WHAT TO DO: Exactly as written, give back every record below.

(Data excerpts)
━━━━━━━━━━━━━━━━
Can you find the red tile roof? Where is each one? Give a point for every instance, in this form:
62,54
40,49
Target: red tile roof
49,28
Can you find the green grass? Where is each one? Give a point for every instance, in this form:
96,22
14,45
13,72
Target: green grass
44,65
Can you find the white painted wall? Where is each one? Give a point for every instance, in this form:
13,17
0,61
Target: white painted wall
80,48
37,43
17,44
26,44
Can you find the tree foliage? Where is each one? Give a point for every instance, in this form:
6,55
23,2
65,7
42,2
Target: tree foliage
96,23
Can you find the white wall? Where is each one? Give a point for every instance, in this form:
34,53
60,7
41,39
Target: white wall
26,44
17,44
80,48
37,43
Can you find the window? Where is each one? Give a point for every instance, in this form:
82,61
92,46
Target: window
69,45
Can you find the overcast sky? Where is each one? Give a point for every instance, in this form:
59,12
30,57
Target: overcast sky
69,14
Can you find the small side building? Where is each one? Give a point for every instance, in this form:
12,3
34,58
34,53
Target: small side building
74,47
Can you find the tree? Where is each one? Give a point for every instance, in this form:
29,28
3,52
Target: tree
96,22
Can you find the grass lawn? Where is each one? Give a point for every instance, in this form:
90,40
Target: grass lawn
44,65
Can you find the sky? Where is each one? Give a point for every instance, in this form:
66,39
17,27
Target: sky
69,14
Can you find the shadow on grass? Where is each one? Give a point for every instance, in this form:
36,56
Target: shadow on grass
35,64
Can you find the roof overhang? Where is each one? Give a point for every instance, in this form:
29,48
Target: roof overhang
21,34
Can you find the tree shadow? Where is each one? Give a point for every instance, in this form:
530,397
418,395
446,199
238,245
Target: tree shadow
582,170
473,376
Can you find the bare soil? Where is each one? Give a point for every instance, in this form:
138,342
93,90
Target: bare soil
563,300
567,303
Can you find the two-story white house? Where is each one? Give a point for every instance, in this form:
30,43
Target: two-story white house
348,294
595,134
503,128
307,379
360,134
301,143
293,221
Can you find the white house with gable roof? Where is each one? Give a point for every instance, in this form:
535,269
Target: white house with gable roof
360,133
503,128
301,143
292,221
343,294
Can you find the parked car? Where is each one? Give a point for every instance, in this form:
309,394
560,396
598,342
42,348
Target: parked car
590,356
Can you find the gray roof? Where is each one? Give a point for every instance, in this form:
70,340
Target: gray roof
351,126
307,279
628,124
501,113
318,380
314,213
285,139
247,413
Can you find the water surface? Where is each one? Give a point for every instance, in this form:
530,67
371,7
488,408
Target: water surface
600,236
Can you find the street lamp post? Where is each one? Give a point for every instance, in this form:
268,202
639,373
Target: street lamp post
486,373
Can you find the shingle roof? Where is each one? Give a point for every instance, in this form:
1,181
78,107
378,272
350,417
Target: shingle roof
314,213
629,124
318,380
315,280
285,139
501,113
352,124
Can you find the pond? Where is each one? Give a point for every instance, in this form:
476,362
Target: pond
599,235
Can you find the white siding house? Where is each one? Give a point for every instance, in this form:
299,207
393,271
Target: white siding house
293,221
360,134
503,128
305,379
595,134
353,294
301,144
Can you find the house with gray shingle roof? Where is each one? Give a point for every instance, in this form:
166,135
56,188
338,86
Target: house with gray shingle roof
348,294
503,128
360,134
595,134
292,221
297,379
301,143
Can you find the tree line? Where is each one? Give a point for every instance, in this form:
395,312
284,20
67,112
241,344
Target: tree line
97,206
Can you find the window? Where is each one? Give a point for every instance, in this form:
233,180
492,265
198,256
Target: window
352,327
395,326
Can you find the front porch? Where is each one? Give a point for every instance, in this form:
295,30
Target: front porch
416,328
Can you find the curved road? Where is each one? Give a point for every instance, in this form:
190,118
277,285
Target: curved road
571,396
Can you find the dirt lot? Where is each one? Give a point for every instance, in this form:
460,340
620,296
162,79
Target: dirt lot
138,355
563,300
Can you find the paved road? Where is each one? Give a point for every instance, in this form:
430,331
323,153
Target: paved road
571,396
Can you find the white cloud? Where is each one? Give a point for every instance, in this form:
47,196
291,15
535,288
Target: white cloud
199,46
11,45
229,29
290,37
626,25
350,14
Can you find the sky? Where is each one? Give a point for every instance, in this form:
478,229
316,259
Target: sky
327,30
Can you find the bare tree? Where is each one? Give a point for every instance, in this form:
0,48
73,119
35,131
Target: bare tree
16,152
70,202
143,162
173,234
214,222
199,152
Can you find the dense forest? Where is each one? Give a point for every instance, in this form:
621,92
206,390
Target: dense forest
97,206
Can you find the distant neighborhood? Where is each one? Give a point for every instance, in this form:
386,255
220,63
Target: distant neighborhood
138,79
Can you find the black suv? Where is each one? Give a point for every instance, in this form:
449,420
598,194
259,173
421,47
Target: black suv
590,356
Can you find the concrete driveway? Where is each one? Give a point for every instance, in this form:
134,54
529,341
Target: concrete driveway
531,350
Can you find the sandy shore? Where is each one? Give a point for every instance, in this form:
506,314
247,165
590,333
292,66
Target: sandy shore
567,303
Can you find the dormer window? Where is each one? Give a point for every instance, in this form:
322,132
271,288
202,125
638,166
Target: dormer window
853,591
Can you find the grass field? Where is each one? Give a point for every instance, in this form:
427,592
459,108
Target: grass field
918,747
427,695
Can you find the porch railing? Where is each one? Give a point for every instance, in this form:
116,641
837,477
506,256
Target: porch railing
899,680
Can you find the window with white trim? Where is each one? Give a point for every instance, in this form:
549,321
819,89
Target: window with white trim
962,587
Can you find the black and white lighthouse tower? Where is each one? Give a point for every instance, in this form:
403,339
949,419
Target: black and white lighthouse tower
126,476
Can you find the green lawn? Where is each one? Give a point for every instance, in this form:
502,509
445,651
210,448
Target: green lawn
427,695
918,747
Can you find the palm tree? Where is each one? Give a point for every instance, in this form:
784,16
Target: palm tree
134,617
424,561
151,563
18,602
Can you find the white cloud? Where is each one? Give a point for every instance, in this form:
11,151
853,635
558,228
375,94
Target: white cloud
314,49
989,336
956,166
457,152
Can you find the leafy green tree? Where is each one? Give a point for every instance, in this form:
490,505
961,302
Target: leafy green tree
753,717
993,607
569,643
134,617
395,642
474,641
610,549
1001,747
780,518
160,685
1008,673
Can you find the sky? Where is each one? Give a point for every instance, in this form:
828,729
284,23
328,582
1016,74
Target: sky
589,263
━━━━━━━━━━━━━━━━
RESPONSE TO THE TASK:
Can you find the red tile roof? Where is each one? Give a point for every instance, in this form:
62,54
40,49
Target: red tile roof
49,28
Can you find the green grass? Where is each one? Give a point for every instance, in this form:
96,22
14,45
13,72
Target: green grass
44,65
Can you find the white painted wall? Where is each one? Give a point for every instance, in this form:
13,17
0,61
Target: white painted wall
80,48
37,43
17,44
26,44
Can you find the tree foliage? Where is each one? Give a point for every instance, in this form:
6,55
23,2
65,7
42,2
Target: tree foliage
96,23
Can you find the white wall? Where is each one? Give a point for every instance, in this form:
34,53
60,7
41,39
Target: white wall
26,44
17,44
80,48
37,43
Can you find the window? Where is each one? Give a point for every instance, in this form:
82,61
92,46
Target: window
69,45
Can you find the overcast sky? Where is each one? Give a point for every instance, in this form:
59,12
30,57
Target: overcast sky
69,14
Can you find the small side building? Where is each one? Give a point for every instance, in this form:
12,3
34,58
34,53
Target: small side building
74,47
Can you find the tree? Where is each one? Give a point for every instance, in this form:
29,28
3,52
Target: tree
96,22
Can you find the grass lawn? Where is each one? Give a point for every instance, in this form:
90,40
Target: grass lawn
44,65
Can you find the sky? Where is each one? Give a point for every instance, in this form:
66,39
17,27
Target: sky
69,14
Can you find the shadow on grass? Where is each one? Give a point for every instance, in this form:
36,56
Target: shadow on grass
35,64
Can you find the roof overhang? Where is each one? Give a point for every instance, in this form:
29,48
Target: roof overhang
21,34
Can you find the tree shadow? Where is each one? Give a point for every instance, in this form:
530,397
418,395
446,199
238,245
Target: tree shadow
582,170
473,376
Can you find the bare soil? Where is each one? Give a point for every instance, in this form:
138,342
93,90
Target: bare soil
563,300
567,303
Can you find the two-story white house? Where is each one? Give a point for every instance, in this form:
30,43
Target: two-story white house
348,294
595,134
503,128
307,379
360,134
301,143
293,221
Can you find the white house with gable roof? Where is each one? Give a point for every instance, in this form:
535,269
Target: white house with gable roof
360,133
503,128
301,143
292,221
343,294
Can you find the parked car? Where is each one? Give a point for every instance, in this form:
309,394
560,396
598,342
42,348
Target: parked car
590,356
Can you find the gray roof? Where is each one? Give a point for every instance, in this form:
70,340
Target: gray roof
351,126
307,279
628,124
501,113
318,380
314,213
285,139
247,413
Can you find the water surface? Where is each one? Give a point for every instance, in this form:
530,67
371,7
488,408
Target: water surface
600,236
Can you find the street lamp post? Where is each one? Give a point for every instance, in this form:
268,202
639,373
Target: street lamp post
486,373
Can you find the shingle roof? Where is each one? Give a point for every instance, in this form:
1,181
78,107
378,272
350,417
Target: shingle roof
314,213
629,124
318,380
315,280
285,139
501,113
352,124
Can you find the pond? Where is each one? Give a point for every instance, in this form:
476,362
Target: pond
599,235
Can you find the white siding house? Where is each one? Give a point for every instance, in this form:
299,207
393,271
Target: white siding house
293,221
360,134
503,128
305,379
595,134
353,294
301,144
Can you find the house with gray shingle roof? Where is each one? Give a point for every instance, in this form:
166,135
56,188
338,86
Target: house with gray shingle roof
348,294
503,128
360,134
595,134
292,221
297,379
301,143
Can you find the tree line? Where is each one? Give a point for every instance, in this form:
395,312
284,20
67,112
241,344
Target: tree line
97,206
Can you find the window? Where is each one? Give a point for every instance, in this form:
233,180
492,265
198,256
Target: window
352,327
395,326
Can you find the front porch? Where is each one? Give a point for every instance, in this form:
295,30
Target: front porch
416,328
Can you find the curved road? Where is each one? Give a point for every instance, in this form:
190,118
277,285
Target: curved road
571,396
Can you find the dirt lot? Where is each one? Give a point for every instance, in this form:
460,340
620,296
162,79
Target: dirt lot
138,355
563,300
Can you find the paved road? Where is each one? Give a point for every instance, in this form:
430,331
323,153
Target: paved road
571,396
Can you find the white cloud? Where is each one? Give a point for every instance, in this form:
47,196
291,15
535,288
Target: white cloud
199,46
11,45
229,29
290,37
626,25
350,14
Can you find the sky? Where is each one? Give a point for every instance, in this form:
478,229
316,259
Target: sky
327,30
Can you find the bare tree? Where is each one? Give a point for every instance, in this form:
0,48
73,119
35,131
Target: bare tree
16,152
70,202
143,162
173,234
214,222
199,152
Can you find the dense forest? Where is each one? Give a point for every instance, in this form:
621,92
206,390
Target: dense forest
97,206
Can you find the distant neighborhood? Where is each one? Give a point for every instance, in this form:
386,255
220,63
Target: distant neighborhood
138,79
Can you find the black suv? Where is each one? Give a point for every instance, in this form:
449,420
598,194
259,173
421,47
Target: black suv
590,356
Can you find the concrete driveway? Where is each one? Give a point for every instance, in this form:
134,54
529,341
Target: concrete driveway
531,350
Can you find the sandy shore? Where is each one? Give a point for every instance, in this form:
506,314
247,165
590,333
292,66
Target: sandy shore
567,303
Can you find the dormer window? Where is each one? Give a point for every instance, in this form:
322,132
271,288
202,125
638,166
Target: dormer window
853,591
Can you find the grass field? Where is each one? Give a point for every instance, in this form:
427,592
459,108
Target: grass field
918,747
427,695
Can you find the porch railing? Where is each one? Give a point for every instance, in this form:
116,641
837,477
506,256
Target: porch railing
899,680
Can you find the window with white trim? Where is each one? Give a point for every instance, in this form:
549,321
819,89
Target: window with white trim
962,587
Can you find the black and white lighthouse tower? Where is each one? Give a point for every instance, in this form:
403,339
949,419
Target: black and white lighthouse tower
126,476
Can you find the green lawn? Where is each one? Give a point for every instance, in this form:
502,509
445,651
210,448
Target: green lawn
427,695
918,747
Can you find the palm tree? Where is each one? Give a point for every instance, in this form:
784,16
Target: palm tree
134,617
424,561
151,563
18,602
Can you find the white cloud? Where is each one? Give a point for every instance, in this form:
11,151
853,635
558,228
375,94
Target: white cloud
314,49
989,336
956,166
457,152
Can you find the leafy green tree? Where is each one? Give a point for every instance, in this form:
490,505
961,302
Target: leafy green tree
753,717
993,607
569,643
134,617
395,642
474,641
610,549
1001,747
780,518
160,685
1008,673
Can you find the sky? Where is each one? Give a point for every instance, in this form:
828,729
284,23
328,582
1016,74
Target: sky
589,263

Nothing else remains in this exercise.